• _DIRECTIONS FOR THIS TASK_:
Rewrite the records as a numbered list, starting at the first line and ending at the line that contains "[(128, 54), (1, 47), (0, 96), (128, 96)]", with both of those lines included and any blank lines dropped.

[Labeled region records]
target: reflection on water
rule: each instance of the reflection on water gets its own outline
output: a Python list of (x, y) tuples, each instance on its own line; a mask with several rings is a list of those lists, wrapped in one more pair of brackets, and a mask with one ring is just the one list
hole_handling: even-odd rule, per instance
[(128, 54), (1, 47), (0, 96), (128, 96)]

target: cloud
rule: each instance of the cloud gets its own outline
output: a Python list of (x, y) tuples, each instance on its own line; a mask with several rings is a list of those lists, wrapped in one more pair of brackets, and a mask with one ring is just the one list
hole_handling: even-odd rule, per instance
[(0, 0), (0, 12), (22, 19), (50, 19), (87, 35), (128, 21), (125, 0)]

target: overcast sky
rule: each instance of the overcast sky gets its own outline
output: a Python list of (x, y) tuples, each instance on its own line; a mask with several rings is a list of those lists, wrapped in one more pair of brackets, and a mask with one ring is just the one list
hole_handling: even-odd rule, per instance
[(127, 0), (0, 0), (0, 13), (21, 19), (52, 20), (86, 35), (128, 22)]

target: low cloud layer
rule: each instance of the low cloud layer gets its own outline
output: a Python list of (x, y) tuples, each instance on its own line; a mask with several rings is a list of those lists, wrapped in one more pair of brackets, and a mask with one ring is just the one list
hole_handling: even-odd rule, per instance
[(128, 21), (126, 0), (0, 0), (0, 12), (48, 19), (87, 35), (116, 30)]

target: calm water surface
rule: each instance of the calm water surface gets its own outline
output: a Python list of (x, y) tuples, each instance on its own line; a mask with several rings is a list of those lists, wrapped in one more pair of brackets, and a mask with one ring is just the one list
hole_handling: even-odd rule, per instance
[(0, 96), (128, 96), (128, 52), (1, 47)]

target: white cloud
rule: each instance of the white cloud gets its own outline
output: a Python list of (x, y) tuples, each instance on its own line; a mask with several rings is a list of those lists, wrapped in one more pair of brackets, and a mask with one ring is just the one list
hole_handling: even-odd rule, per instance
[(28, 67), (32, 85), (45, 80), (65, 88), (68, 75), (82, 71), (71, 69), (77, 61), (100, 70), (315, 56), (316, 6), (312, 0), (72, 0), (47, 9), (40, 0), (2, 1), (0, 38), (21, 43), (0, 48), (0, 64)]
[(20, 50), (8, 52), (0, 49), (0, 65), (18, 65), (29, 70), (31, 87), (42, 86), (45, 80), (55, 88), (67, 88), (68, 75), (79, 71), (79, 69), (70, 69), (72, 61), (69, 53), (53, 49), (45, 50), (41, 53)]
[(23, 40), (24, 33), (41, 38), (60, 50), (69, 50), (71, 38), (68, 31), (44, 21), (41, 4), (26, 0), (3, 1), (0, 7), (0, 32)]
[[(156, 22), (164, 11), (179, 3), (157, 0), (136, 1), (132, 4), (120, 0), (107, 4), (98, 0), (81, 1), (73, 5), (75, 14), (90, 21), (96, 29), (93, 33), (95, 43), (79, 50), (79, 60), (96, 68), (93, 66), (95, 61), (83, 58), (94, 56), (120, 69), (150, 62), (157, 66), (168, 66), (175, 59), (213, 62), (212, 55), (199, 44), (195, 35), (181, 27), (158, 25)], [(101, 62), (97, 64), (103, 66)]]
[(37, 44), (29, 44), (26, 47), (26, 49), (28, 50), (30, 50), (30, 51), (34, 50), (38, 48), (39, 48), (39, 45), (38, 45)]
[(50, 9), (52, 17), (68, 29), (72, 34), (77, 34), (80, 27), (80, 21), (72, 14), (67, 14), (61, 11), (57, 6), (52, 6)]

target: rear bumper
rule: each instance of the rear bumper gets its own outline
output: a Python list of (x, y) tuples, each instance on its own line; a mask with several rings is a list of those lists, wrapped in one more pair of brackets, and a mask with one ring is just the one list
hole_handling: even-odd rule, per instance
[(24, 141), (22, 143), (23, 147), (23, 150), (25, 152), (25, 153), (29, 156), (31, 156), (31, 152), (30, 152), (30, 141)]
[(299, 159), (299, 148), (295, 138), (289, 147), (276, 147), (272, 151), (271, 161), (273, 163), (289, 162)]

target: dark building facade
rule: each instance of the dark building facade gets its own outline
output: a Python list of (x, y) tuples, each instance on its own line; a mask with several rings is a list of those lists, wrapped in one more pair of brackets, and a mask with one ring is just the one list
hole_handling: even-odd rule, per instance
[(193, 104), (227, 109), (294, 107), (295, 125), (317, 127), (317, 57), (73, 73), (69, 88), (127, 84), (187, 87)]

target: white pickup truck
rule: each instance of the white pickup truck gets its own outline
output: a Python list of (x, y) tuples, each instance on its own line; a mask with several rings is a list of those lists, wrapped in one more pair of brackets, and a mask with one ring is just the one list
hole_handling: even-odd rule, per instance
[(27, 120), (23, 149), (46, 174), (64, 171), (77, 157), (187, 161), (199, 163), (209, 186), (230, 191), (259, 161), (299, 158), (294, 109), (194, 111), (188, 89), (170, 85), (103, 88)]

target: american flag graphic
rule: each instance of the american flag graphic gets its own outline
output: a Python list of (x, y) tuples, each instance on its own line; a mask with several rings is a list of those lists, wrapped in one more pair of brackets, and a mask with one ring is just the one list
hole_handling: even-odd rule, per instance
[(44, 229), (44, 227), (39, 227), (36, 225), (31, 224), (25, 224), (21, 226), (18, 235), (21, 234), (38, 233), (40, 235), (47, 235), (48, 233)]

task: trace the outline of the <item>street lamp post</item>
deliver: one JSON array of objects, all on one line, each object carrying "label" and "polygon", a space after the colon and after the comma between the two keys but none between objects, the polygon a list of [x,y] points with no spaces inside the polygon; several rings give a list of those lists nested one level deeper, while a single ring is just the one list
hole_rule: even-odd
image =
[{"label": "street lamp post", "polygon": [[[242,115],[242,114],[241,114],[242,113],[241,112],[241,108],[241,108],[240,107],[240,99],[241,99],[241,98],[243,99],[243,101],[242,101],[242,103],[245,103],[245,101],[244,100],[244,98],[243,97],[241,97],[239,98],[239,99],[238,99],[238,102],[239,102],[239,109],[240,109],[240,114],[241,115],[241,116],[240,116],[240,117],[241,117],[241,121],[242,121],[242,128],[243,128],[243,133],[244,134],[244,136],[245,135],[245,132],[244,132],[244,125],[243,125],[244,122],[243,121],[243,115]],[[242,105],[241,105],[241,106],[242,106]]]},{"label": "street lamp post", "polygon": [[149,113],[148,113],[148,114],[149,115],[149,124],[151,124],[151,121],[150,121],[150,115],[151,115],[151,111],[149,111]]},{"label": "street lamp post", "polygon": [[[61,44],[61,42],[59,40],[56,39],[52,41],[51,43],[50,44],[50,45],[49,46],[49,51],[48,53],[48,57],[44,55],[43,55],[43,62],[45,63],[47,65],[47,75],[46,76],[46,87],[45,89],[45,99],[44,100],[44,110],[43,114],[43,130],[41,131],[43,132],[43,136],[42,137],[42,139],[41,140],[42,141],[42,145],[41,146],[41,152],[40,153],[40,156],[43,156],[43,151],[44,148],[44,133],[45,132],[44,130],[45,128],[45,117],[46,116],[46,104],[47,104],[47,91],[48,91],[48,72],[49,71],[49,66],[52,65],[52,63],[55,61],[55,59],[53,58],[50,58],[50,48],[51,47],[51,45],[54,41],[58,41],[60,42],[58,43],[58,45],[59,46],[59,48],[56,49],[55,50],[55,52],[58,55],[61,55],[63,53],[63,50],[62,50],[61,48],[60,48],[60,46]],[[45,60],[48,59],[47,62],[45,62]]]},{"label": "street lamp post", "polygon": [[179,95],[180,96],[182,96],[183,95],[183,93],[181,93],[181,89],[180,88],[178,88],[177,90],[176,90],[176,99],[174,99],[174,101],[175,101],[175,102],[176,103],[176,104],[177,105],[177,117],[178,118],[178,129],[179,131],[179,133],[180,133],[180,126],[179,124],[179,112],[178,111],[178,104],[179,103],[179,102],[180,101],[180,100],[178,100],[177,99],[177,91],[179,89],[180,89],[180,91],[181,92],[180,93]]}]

• _TASK RESPONSE_:
1. target: reflection on water
2. rule: each instance of the reflection on water gets its own outline
3. output: a Python list of (x, y) tuples, each instance on its own line; a mask with several rings is a list of those lists, wrapped in one more pair of brackets, and a mask with one ring is just the one list
4. hole_handling: even-odd rule, per instance
5. [(128, 54), (1, 47), (0, 96), (128, 96)]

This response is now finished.